Exercise:
Transcribe exactly the line containing "Target: sky" and each line after it, through the end of the entries, with nothing before or after.

Material for this task:
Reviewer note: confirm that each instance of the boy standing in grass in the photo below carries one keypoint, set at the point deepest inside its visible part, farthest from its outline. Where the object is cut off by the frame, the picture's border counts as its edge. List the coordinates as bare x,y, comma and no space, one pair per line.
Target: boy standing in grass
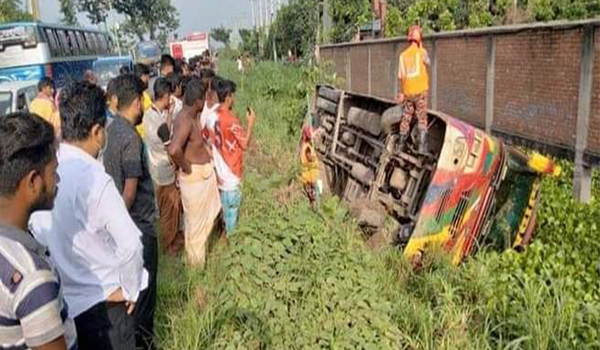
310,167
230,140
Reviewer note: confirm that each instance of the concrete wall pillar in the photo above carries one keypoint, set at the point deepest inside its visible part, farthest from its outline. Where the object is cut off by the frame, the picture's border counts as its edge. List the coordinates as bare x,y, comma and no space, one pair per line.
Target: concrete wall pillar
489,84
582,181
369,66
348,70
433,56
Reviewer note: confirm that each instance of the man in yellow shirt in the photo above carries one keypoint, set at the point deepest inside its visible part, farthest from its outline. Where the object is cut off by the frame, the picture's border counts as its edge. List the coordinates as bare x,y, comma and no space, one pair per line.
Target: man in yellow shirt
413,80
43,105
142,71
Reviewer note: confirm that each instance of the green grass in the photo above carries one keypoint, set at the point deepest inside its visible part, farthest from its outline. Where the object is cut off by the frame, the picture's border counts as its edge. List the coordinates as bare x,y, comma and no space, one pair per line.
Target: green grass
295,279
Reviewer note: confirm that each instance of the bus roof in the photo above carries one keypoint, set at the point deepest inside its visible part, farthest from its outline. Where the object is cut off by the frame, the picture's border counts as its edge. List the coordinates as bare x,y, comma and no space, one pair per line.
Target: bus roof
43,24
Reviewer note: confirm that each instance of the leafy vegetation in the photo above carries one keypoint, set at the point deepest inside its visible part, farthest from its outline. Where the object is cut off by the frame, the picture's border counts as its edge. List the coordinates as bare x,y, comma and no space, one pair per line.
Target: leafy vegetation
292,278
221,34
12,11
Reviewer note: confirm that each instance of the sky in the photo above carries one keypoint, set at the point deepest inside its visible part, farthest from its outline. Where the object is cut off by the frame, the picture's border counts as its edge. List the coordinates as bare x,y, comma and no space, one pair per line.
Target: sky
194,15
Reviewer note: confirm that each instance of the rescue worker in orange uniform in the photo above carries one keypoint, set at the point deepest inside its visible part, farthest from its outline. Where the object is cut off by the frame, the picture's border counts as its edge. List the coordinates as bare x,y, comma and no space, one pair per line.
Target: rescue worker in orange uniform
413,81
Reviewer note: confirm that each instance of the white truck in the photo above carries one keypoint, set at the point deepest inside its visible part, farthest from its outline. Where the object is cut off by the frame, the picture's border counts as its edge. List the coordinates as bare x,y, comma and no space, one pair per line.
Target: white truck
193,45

Solution to this task:
Target: sky
194,15
Reviewer note: confirm that each instance of the rescue worker in orange uniform in the photo above carries one keypoint, set at the point deepest inside its visible part, farthest from its outline. Where the object is cut off by the frame, the picture's border counts as its edge. List the coordinates as bare x,y, comma and no space, one pair per line.
Target: rescue worker in orange uniform
413,81
Reviewer note: confirm that each instance of the white truck in the photo above carries one keypoint, set at the point deepest inside its visible part, farthest from its outline. Where the object is cut off by the frame, the picture's border counts as its edge. List the coordinates as bare x,y, comma and no space, one pair per line.
Target: white truck
193,45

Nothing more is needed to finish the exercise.